-- Opening Marker --

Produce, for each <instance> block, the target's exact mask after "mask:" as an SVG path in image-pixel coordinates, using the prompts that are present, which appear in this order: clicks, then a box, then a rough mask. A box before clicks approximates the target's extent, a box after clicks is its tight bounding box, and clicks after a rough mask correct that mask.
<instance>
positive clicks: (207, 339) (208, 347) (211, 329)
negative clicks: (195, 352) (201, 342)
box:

-- Closing Marker --

Rewrite the rows above, putting "negative points" wherever "negative clicks" appears and leaving everything else as it is.

» **Response area**:
Produce, for each <instance> block, the target's exact mask after "mask:" as an SVG path in image-pixel coordinates, using the prompts that are present, which appear in this order: clicks, then a box, then a rough mask. A box before clicks approximates the target's extent, a box after clicks is its tight bounding box, and clicks after a rough mask correct that mask.
<instance>
positive clicks: (207, 339) (208, 347) (211, 329)
negative points: (195, 352) (201, 342)
box:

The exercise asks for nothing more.